▸ PROBLEM REQUIREMENTS
Copy only this range: the line with "foliage, one per instance" through the final line of the material, inclusive at both ends.
:::::
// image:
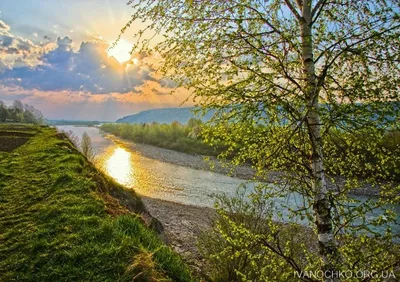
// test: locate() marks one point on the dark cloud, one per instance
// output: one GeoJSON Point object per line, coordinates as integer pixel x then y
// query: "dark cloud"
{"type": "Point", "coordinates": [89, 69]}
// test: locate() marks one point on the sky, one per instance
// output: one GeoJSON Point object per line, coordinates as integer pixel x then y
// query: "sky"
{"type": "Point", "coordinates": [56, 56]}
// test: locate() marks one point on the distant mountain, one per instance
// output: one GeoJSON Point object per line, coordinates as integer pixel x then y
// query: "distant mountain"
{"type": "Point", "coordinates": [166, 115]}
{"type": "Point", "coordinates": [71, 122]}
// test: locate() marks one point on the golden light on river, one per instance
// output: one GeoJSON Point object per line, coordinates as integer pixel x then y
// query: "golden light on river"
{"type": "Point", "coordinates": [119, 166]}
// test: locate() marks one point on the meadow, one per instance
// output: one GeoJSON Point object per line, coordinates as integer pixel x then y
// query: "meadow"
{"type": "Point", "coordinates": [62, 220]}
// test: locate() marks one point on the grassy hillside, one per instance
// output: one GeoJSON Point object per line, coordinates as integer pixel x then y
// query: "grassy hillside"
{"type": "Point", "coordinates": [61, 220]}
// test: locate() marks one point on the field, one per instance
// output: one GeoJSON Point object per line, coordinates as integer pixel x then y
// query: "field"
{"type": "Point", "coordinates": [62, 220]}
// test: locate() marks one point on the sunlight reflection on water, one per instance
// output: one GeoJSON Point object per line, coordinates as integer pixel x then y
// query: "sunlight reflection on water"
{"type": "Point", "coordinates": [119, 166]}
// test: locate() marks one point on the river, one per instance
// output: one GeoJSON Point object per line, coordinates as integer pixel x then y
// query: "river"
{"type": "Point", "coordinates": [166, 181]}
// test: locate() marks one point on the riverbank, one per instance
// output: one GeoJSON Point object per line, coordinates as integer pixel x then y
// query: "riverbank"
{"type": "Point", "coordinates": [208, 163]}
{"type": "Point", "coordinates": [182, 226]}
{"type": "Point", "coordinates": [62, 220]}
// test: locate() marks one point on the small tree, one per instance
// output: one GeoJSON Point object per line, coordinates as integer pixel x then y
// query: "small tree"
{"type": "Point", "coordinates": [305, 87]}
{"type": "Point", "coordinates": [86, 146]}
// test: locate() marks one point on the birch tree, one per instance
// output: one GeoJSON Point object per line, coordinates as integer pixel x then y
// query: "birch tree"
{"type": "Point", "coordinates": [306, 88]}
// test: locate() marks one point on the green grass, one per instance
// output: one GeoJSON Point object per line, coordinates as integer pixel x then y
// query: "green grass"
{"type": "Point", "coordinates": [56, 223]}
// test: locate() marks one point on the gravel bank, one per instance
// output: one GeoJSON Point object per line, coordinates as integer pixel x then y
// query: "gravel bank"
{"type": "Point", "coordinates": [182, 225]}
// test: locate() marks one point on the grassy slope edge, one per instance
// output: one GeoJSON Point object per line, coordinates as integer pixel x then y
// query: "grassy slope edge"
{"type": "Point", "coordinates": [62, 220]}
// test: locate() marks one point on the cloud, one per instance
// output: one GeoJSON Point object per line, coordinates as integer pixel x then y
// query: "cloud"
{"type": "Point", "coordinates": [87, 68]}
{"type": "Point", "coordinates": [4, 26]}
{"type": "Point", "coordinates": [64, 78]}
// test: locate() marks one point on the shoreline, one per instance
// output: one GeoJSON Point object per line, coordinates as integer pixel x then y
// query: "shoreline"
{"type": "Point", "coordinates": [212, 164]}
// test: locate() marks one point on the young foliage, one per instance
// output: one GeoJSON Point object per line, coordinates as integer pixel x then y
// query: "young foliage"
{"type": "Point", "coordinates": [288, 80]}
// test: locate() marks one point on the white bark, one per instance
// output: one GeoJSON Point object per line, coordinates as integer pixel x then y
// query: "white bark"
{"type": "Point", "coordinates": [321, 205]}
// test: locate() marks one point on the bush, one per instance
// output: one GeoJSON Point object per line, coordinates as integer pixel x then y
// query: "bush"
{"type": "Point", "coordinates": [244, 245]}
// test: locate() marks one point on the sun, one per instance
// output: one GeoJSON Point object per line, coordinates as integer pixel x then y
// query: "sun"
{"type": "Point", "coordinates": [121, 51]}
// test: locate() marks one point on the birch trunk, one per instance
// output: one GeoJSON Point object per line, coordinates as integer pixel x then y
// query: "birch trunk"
:::::
▸ OUTPUT FOR THIS TASK
// test: locate() marks one point on the young foliage, one per instance
// output: one GeoJSON Point object per line, coordinates as integer pixel x then y
// query: "young foliage"
{"type": "Point", "coordinates": [288, 80]}
// test: locate() marks one point on the white bark, one per instance
// output: one GeoJSON Point object per line, coordinates as integer pixel x then y
// query: "white bark"
{"type": "Point", "coordinates": [321, 205]}
// test: locate() marks one point on the bush, one per instance
// output: one GeoJSON Point object per line, coordinates as integer pixel x then y
// query: "bush"
{"type": "Point", "coordinates": [244, 245]}
// test: locate() marks one point on the sun, one per instance
// output: one GeoJSON Point object per line, coordinates as integer pixel x then y
// query: "sun"
{"type": "Point", "coordinates": [121, 51]}
// test: locate() marks one point on the birch trunk, one per instance
// output: one GeoJSON Point object per line, coordinates as integer pixel x then y
// query: "birch trunk"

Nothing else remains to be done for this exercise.